• **Work request**:
Repeat the entries verbatim.

• **Extracted information**:
§ §

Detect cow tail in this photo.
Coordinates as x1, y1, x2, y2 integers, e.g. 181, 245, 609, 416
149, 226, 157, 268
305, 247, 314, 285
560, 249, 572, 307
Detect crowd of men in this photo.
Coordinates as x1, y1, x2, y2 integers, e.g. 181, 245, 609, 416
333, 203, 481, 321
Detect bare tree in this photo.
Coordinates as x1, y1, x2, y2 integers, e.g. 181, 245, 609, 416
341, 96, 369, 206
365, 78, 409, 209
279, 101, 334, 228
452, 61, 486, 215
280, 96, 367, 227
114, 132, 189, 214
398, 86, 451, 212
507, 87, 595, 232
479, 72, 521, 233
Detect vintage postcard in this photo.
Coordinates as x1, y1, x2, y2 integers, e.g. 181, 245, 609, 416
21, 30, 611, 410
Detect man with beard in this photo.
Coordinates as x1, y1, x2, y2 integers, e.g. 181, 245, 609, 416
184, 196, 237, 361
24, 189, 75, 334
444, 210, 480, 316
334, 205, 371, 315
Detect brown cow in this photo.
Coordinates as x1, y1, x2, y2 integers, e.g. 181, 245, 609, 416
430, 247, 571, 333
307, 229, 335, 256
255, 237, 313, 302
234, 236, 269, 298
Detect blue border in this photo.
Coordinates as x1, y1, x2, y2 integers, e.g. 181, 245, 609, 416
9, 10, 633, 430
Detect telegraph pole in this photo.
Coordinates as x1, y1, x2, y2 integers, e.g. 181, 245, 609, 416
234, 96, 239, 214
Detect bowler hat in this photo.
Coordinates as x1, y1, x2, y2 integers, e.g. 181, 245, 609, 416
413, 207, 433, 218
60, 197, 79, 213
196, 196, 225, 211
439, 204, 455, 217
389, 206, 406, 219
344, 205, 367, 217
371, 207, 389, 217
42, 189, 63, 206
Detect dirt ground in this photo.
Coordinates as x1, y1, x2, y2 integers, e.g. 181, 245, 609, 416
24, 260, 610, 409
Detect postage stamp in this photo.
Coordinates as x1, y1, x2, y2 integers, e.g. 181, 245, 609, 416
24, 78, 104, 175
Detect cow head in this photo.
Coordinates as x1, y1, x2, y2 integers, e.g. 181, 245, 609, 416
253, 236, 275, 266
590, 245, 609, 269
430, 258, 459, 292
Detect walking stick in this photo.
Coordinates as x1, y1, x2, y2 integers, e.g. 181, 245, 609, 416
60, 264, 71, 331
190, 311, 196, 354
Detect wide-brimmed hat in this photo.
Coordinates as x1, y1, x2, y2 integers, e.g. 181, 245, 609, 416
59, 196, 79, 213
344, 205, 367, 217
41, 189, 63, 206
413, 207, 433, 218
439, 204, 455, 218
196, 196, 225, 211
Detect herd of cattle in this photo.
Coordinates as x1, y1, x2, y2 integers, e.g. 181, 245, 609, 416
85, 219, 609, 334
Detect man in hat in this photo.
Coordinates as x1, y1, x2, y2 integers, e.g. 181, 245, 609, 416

§ §

• **Task result**:
Detect cow tail in this photo.
Coordinates as x1, y1, x2, y2 integers, e.g. 181, 245, 609, 416
149, 226, 157, 268
305, 247, 314, 285
560, 249, 572, 307
Detect crowd of men in this photo.
Coordinates as x1, y1, x2, y2 integers, e.g. 181, 245, 609, 416
333, 203, 481, 321
Detect bare tree in this photo.
Coordinates as x1, y1, x2, y2 integers, e.g. 181, 245, 609, 416
341, 96, 369, 206
365, 78, 409, 209
279, 101, 334, 228
452, 61, 486, 215
280, 96, 367, 227
114, 132, 189, 214
398, 86, 451, 212
507, 87, 595, 232
479, 72, 521, 233
Detect vintage postcard in this photo.
Coordinates as x1, y1, x2, y2 integers, e.g. 181, 245, 609, 416
21, 30, 611, 410
Detect man with beard in this photo.
Coordinates as x1, y1, x2, y2 integers, e.g. 181, 245, 609, 416
184, 196, 237, 361
24, 189, 75, 334
444, 210, 480, 316
334, 205, 371, 315
Detect brown cow in this photo.
Coordinates as x1, y1, x2, y2 integers, e.g. 181, 245, 609, 416
430, 247, 571, 333
307, 229, 335, 256
255, 237, 313, 302
234, 236, 269, 298
Detect blue border in this photo.
Coordinates as x1, y1, x2, y2 integers, e.g. 181, 245, 609, 416
9, 10, 633, 430
Detect telegraph pole in this photo.
Coordinates as x1, y1, x2, y2 integers, e.g. 181, 245, 609, 416
234, 96, 239, 214
Detect bowler hat in this photo.
Coordinates as x1, y1, x2, y2 integers, e.g. 181, 245, 609, 416
413, 207, 433, 218
60, 197, 79, 213
196, 196, 225, 211
439, 204, 455, 217
389, 206, 406, 219
344, 205, 367, 217
371, 207, 389, 217
42, 189, 63, 206
Detect dirt ground in this photo.
Coordinates as x1, y1, x2, y2 integers, e.g. 181, 245, 609, 416
24, 260, 610, 409
Detect postage stamp in this photo.
Coordinates as x1, y1, x2, y2 integers, e.g. 181, 245, 609, 416
24, 78, 104, 175
Detect cow head in this photo.
Coordinates as x1, y1, x2, y2 integers, e.g. 181, 245, 609, 416
253, 236, 275, 266
590, 245, 609, 269
430, 258, 459, 292
Detect walking stick in this photo.
Coordinates as x1, y1, x2, y2 integers, e.g. 181, 245, 609, 416
60, 264, 71, 331
190, 311, 196, 354
Detect wide-brimmed hat in this photo.
Coordinates as x1, y1, x2, y2 integers, e.g. 181, 245, 609, 416
59, 196, 79, 213
344, 205, 367, 217
41, 189, 63, 206
413, 207, 433, 218
439, 204, 455, 218
196, 196, 225, 211
Detect herd of cattle in this photo.
Coordinates as x1, y1, x2, y2 integers, e.g. 181, 245, 609, 416
85, 219, 609, 334
Detect man in hat in this photo.
Coordinates as x1, y1, x2, y2 integers, e.g. 181, 245, 609, 416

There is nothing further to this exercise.